>> BEGIN Source data

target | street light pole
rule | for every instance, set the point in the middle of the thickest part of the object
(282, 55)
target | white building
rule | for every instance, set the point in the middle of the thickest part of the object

>> END Source data

Retype the material above line for line, keeping every character unchanged.

target | street light pole
rule | for every instance, set the point in the middle of the thickest part of the object
(282, 55)
target | white building
rule | for every instance, set the point in the middle of the thickest part of the object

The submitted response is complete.